Here are my top ten favorite perfume discoveries of 2011 in no particular order (Let’s see if I can actually stick to 10)
1. Frederic Malle Carnal Flower : I might have briefly sniffed this on paper a while ago and dismissed it, but finally tried it on skin this year. Till then, the only tuberose soliflore I loved was Serge Luten’s Tubereuse Criminelle and I thought that perfume was the first and last word on my favorite flower. Turned out Carnal Flower had many words to add ( and what exquisite words they are!)
It seems almost impossible to pick just one favorite from the Aftelier perfumes- I love so many of them! But for this list I think I’ll pick the easy loves- the ones I fell in love with at first sniff. Often easy loves don’t last but these did.
2. Aftelier Cepes and Tuberose : Unlike Tango, this was love at first sniff. I found it so easy to like that I thought I’d get over it soon enough, but after several wearings I still love it. This perfume makes me happy! Not a frivolous, flirty happiness but like a golden ball that I’ve swallowed whole, it lights me up from inside. I’ve attempted to review it but I find this perfume impossible to analyze and I don’t want to tease apart its notes. It is rich and earthy and sweet and beautiful and vibrates at exactly my frequency. And it deserves its own post, so more on it later.
3. Aftelier Secret Garden : The moment I smelled this I thought “this is what perfume should smell like”. It is mysterious and seductive, yet strangely comforting and smelling it makes me feel like I’ve found something precious at the bottom of a dusty wooden treasure chest. I have hemmed and hawed about buying it because of the animal ingredients but I have a feeling that a bottle of this might be mine yet (AAh- the things we do for beauty!). This is probably one of the more accessible of Mandy’s perfumes and if you love vintage perfumes in the vein of DSH Pandora, I highly recommend that you try it.
Which brings me to
4. DSH Perfumes Pandora : This perfume smells freakishly like my great grand mother. I even called her up the day I smelled it to find out exactly what she wears. I haven’t found a satisfactory answer but I think something about the scent of sandalwood powder that she uses along with the smell of her makeup and silk sarees generate the scent that seems so similar to Pandora. This perfume was so evocative of her that I thought I might not be able to wear it, but turns out it is just so lovely that I can and do and definitely want a bottle of.

■ Data section ■
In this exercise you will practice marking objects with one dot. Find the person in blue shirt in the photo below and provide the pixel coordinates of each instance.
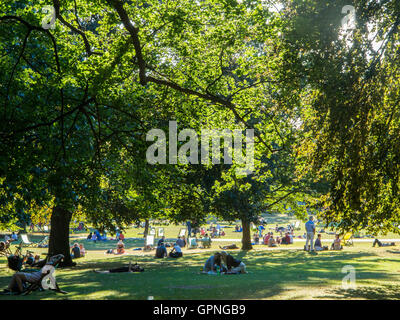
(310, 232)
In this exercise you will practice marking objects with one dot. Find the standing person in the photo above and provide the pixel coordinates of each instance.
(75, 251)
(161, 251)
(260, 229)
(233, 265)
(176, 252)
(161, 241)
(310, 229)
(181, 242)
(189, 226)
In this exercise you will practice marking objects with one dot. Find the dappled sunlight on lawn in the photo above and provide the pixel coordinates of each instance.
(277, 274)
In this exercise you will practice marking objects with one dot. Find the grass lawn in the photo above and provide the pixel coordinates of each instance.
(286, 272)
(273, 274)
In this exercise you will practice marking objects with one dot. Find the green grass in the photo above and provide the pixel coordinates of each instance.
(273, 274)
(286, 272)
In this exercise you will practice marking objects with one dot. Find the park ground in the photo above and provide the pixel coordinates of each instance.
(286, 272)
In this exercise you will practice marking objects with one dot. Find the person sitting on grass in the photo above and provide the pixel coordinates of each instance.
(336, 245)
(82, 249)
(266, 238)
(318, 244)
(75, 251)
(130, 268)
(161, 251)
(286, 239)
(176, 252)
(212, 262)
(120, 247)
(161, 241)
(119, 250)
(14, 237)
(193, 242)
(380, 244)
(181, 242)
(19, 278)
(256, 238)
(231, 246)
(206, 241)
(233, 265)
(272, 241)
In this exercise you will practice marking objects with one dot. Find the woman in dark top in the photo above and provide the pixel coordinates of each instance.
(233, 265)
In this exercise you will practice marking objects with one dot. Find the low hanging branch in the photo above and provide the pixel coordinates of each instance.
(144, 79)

...

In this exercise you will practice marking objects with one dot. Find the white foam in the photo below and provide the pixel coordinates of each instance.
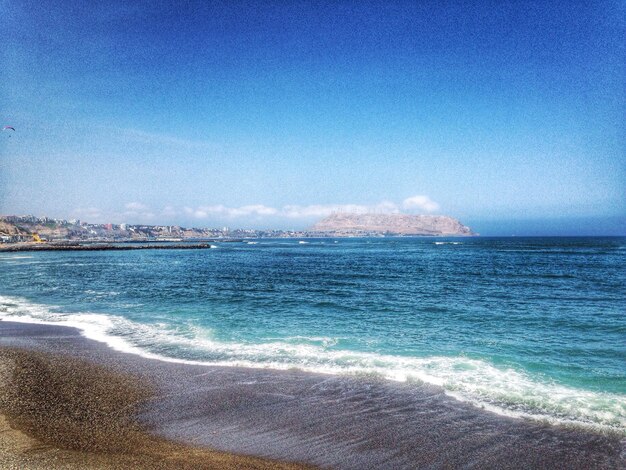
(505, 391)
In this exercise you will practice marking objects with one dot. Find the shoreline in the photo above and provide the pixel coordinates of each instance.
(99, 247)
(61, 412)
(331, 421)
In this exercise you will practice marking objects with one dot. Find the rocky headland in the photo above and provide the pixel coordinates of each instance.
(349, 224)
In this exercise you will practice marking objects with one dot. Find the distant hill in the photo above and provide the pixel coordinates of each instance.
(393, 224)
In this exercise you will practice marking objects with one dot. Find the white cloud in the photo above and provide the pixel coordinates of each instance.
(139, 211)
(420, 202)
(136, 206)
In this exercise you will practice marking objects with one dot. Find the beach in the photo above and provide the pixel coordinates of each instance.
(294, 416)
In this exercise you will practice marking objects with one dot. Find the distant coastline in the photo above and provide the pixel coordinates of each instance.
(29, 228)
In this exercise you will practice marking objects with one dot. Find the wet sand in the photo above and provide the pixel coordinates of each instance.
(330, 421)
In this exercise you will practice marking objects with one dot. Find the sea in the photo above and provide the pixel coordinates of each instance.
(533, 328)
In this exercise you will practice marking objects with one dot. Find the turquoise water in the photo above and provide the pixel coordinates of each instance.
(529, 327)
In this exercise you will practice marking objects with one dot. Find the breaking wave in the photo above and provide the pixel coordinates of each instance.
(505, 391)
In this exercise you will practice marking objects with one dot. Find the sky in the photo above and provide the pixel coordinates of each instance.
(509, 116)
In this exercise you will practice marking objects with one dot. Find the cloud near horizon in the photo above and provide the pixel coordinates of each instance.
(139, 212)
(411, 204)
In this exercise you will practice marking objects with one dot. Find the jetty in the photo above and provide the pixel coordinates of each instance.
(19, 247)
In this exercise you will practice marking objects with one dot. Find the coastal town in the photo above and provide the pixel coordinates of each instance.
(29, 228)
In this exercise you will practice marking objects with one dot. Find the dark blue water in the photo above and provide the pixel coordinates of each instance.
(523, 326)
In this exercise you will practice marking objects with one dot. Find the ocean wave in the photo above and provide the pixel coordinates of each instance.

■ Objectives ■
• a. In the perfume list, which tuberose soliflore was the only one the writer loved before trying Carnal Flower?
• b. Carry on the list of favorite perfume discoveries from where it stops.

■ Outputs for the tasks ■
• a. Serge Luten's Tubereuse Criminelle

• b.
Speaking of evocative perfumes, I have to mention
5. Etat Libre d’ Orange Rien : Rien was so evocative of certain places that I have visited that I fell in love with it. I thought of it more as a incense perfume than an animalic leather perfume till I smelled:
6. Prada Cuir Ambre parfum : Cuir Ambre revealed the beauty of leather perfumes to me. It was soft yet deep and smelling it I understood the structure of Rien better. I realized how Rien was created as an amping up of leather, ambre and animalic notes.
Amber is a note that I should theoretically love but in practice find difficult with a few exceptions:
7. Puredistance M : Oh what a beautiful amber this is. Everything about this perfume is so smooth and I don’t know, gentle? There are no sharp edges or corners, yet it is satisfyingly deep and interesting. Gently leathery, gently ambery, with a liquid thread of spices that reminds me of a muted Caron Poivre.
8. Parfum d’ Nicolai Le temps d’une fete : Dappled light , dappled light, dappled light. That is what I want to say when I think of and smell this fragrance. A pool of green tinged dappled light that will now forever be my mother’s scent. She wore it for the first time this year, but it just melted into her skin and became her perfume.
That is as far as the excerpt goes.